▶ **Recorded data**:
==============================

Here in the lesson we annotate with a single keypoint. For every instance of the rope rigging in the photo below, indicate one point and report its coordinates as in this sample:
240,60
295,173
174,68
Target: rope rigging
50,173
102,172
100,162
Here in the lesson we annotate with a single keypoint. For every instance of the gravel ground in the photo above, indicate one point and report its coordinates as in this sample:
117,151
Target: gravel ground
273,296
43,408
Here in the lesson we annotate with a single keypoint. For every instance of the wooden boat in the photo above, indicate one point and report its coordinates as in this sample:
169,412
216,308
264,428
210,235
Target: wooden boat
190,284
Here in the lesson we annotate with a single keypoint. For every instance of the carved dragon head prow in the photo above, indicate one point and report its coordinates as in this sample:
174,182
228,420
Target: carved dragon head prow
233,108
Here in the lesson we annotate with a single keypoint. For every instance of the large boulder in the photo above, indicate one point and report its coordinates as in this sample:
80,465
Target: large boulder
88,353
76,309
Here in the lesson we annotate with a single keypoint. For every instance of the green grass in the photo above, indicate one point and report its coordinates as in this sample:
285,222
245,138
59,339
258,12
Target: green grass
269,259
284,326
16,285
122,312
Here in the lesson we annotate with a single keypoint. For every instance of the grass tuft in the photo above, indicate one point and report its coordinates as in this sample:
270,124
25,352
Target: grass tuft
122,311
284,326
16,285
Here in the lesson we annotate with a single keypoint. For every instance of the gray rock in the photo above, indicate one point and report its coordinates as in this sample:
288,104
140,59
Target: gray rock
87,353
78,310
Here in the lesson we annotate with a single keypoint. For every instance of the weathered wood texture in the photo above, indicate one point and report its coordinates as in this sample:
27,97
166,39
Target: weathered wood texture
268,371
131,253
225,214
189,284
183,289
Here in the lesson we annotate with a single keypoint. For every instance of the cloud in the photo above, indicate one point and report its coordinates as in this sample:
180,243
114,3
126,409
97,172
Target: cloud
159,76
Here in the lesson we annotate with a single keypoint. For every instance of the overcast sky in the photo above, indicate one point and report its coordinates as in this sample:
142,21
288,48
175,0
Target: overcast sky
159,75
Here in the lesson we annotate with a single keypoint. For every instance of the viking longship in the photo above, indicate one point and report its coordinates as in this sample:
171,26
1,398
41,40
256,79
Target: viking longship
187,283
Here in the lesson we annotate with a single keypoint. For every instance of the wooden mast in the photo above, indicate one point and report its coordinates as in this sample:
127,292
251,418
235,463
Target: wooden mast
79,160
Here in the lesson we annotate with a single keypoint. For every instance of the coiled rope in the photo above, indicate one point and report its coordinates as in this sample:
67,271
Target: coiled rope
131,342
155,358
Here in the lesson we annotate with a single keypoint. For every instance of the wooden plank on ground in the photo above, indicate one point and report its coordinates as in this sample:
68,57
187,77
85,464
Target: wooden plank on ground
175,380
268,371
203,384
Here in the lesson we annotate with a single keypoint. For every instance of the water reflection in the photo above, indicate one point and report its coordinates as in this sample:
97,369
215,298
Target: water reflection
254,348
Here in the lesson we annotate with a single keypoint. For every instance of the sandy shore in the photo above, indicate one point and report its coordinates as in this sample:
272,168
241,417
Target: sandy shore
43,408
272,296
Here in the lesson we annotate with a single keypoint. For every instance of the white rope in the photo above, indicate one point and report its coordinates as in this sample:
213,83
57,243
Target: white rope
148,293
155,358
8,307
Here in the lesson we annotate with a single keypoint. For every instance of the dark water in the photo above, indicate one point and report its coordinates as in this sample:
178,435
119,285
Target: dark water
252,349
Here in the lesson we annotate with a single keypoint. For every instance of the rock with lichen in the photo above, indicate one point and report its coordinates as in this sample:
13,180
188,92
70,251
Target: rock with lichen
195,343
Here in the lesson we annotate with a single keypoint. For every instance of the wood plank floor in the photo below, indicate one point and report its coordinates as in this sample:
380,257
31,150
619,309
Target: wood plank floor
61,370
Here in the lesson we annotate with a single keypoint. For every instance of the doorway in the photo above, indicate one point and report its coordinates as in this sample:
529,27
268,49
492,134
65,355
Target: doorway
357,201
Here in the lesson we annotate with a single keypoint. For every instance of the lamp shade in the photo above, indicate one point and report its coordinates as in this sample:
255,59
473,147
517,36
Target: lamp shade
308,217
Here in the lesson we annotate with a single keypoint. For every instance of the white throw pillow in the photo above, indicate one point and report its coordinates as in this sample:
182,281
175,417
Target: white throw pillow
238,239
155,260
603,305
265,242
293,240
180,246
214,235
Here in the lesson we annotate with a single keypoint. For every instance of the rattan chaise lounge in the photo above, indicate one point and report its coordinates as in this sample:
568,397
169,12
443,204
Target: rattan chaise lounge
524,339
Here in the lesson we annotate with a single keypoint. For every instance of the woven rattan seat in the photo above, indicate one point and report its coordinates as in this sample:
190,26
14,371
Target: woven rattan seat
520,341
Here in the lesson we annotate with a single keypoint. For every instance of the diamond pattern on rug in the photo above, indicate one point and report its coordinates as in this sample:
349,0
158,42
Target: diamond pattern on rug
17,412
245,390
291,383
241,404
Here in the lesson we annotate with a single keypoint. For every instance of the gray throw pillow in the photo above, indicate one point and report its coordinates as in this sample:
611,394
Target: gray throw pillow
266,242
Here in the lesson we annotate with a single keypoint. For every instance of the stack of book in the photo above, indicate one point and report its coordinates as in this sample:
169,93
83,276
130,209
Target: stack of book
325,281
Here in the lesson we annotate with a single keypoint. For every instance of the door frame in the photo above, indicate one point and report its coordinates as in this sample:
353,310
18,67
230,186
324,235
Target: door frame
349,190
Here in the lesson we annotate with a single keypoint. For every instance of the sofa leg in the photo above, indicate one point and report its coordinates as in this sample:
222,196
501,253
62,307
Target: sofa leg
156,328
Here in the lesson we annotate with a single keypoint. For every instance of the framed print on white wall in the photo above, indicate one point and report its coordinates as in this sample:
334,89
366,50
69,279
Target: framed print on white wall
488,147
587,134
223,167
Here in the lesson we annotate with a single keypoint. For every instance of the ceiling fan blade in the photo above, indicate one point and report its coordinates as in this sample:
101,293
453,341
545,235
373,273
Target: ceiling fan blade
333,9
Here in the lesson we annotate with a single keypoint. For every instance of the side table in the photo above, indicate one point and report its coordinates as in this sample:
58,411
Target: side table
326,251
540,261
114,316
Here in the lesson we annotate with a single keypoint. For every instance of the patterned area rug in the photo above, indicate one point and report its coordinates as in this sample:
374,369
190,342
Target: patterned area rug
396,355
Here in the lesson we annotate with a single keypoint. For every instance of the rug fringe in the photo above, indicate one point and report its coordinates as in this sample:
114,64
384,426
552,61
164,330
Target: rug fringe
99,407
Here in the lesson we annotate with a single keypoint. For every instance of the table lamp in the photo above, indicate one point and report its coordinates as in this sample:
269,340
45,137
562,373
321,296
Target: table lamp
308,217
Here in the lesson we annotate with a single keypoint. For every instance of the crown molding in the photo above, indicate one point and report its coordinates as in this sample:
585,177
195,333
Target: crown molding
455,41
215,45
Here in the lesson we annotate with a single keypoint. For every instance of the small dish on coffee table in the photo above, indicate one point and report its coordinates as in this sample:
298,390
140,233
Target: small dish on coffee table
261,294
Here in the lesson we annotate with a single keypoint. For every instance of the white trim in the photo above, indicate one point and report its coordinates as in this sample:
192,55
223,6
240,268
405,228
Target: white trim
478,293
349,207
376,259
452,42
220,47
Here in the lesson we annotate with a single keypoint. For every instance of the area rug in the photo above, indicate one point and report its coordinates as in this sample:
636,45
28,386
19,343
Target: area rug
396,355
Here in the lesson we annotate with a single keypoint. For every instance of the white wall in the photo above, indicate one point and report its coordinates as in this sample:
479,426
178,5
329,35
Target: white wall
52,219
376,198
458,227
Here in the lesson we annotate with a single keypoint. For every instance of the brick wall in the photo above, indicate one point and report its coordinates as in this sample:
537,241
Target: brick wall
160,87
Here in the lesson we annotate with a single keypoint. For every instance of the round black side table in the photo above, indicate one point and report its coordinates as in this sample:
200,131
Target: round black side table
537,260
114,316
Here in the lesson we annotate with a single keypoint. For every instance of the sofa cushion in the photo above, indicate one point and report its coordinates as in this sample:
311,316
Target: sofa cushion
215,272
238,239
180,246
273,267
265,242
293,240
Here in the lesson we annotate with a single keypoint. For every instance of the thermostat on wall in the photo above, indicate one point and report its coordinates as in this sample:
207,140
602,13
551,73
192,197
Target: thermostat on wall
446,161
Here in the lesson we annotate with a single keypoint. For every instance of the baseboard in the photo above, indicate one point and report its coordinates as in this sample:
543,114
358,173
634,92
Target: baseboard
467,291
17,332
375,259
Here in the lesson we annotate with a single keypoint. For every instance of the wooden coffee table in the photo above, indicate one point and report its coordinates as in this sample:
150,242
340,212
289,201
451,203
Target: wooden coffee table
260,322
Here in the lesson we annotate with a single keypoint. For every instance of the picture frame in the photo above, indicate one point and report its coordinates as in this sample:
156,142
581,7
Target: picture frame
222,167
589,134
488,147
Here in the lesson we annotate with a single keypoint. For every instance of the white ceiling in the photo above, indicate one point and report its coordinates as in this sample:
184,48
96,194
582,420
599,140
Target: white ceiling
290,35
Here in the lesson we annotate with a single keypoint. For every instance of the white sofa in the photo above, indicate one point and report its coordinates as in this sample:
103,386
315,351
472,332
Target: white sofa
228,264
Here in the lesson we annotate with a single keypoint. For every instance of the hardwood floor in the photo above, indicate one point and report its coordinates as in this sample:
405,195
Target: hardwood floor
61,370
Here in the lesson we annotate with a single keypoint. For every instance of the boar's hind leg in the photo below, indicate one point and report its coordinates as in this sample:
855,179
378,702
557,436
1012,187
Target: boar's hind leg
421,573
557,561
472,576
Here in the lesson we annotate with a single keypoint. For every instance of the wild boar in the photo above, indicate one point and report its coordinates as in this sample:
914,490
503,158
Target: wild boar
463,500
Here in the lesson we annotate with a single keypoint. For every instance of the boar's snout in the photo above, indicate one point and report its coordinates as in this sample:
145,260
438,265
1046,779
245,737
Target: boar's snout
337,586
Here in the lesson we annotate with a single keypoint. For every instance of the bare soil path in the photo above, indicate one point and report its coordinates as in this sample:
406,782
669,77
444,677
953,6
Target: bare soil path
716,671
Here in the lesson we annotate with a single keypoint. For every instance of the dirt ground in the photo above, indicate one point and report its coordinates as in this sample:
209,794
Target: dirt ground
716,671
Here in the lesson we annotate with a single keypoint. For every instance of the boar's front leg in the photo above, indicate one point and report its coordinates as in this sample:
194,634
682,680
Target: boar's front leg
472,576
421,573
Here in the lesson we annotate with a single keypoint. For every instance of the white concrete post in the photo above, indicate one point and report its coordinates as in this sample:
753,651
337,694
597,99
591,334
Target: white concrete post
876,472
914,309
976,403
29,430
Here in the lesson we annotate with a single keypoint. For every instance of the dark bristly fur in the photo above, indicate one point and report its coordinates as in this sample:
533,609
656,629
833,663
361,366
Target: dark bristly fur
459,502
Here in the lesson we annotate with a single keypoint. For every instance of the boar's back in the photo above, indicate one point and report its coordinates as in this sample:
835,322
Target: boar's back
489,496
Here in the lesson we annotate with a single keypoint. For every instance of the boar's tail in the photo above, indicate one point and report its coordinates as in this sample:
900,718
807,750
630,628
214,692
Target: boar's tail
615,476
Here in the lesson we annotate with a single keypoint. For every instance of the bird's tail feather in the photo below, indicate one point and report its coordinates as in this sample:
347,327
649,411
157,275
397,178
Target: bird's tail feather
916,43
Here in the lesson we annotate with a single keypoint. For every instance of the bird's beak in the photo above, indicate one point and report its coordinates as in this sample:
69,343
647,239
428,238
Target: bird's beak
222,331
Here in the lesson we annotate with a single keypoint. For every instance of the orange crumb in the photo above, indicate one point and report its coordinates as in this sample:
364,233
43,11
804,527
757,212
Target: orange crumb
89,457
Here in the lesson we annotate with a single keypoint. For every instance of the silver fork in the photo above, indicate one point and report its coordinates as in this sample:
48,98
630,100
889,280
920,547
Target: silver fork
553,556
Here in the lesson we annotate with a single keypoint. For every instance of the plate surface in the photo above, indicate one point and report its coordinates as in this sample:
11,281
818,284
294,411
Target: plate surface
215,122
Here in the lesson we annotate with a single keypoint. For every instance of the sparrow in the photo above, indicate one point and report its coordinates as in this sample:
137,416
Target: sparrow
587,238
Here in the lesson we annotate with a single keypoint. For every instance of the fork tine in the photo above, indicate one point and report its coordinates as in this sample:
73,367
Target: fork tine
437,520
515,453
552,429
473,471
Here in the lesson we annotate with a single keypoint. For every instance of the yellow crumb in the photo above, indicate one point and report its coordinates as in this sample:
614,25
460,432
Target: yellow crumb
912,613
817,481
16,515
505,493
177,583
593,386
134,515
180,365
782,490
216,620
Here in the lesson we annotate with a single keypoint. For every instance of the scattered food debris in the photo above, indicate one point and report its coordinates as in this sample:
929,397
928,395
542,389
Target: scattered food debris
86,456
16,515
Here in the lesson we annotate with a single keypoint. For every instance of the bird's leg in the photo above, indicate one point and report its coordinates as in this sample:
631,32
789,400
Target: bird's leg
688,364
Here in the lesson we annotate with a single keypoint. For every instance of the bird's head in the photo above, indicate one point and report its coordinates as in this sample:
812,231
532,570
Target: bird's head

==============================

▶ **TASK OBJECTIVE**: Copy exactly the lines from the one containing "of the scattered" through the last line of the records, both included, and nothing else.

▶ **RESULT**:
Here in the lesson we annotate with a single keypoint. For every instance of the scattered food debris in the photo above, indicate one point and report its coordinates as in this sample:
929,397
928,395
542,389
Target: scattered food debris
86,456
16,515
Here in the lesson we annotate with a single keypoint. For every instance of the bird's leg in the photo above, indicate one point and report its coordinates as in this sample:
631,32
789,400
Target: bird's leg
688,364
Here in the lesson we annotate with a single keypoint. For every instance of the bird's head in the photo above, indicate one point and report its coordinates as in this sample:
812,231
532,570
Target: bird's head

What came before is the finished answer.